▸ **About this task**
Your answer should be only the lines below from the one with "sample | x=563, y=197" to the one with "sample | x=355, y=360", repeated exactly, ends included.
*** Data to use Section Begins ***
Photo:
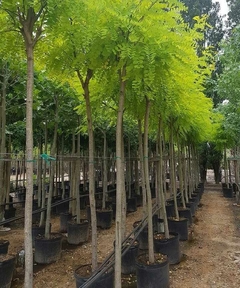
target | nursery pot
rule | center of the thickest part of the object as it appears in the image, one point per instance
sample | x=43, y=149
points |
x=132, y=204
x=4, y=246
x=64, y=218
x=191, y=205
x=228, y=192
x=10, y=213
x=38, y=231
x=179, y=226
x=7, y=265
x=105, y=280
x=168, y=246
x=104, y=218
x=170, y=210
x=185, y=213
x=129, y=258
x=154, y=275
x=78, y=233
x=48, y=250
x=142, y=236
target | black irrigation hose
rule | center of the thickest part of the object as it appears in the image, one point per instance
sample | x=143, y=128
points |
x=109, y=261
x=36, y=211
*** Data to use Section Ends ***
*** Data to use Section Begins ***
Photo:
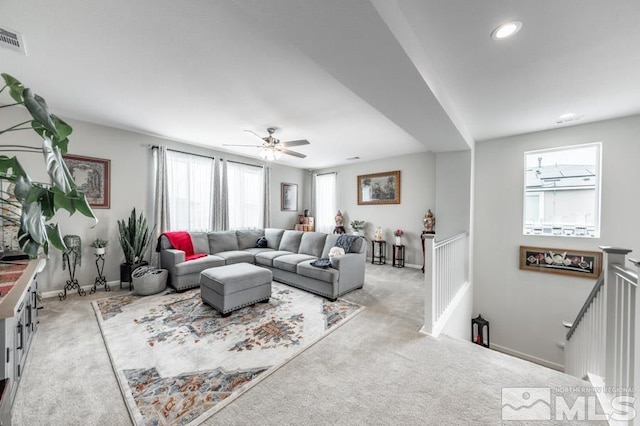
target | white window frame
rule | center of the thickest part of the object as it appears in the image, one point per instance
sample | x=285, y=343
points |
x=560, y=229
*** Data to use Section Ends ***
*** Data to use Section Begins ***
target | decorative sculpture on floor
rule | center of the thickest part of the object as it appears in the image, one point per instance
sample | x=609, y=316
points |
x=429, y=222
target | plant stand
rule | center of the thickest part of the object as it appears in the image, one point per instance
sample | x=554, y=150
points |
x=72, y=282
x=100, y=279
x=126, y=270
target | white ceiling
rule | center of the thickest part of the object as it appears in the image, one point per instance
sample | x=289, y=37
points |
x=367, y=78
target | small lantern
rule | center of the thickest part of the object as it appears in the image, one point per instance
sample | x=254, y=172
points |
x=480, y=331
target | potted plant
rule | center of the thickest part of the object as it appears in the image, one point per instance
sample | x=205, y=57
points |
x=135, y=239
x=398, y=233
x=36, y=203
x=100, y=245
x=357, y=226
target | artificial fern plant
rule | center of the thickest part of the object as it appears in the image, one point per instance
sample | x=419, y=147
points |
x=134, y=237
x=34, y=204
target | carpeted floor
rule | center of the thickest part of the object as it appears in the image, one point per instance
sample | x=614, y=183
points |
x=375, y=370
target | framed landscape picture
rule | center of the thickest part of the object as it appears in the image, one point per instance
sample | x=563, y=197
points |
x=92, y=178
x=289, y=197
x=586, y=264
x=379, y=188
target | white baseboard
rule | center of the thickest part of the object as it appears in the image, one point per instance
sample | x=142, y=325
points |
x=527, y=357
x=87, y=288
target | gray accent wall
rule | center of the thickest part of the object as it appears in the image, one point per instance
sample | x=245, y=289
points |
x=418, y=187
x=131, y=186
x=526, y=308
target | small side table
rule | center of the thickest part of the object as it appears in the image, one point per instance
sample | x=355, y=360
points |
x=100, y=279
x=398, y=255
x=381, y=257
*** Data to use Section Ends ***
▸ **Result of this task**
sample | x=563, y=197
points |
x=92, y=178
x=289, y=197
x=586, y=264
x=379, y=188
target | white baseboard
rule | center of the thickest part of the object as it appears in the image, one point per instance
sample | x=142, y=325
points |
x=527, y=357
x=87, y=288
target | gray accent wall
rule | center of the thickest part of the object as it appears in the image, one point per instance
sample | x=245, y=289
points |
x=418, y=187
x=131, y=186
x=526, y=308
target | small side table
rule | center of the thickest part of the object as it appears in the image, one point per instance
sample | x=355, y=360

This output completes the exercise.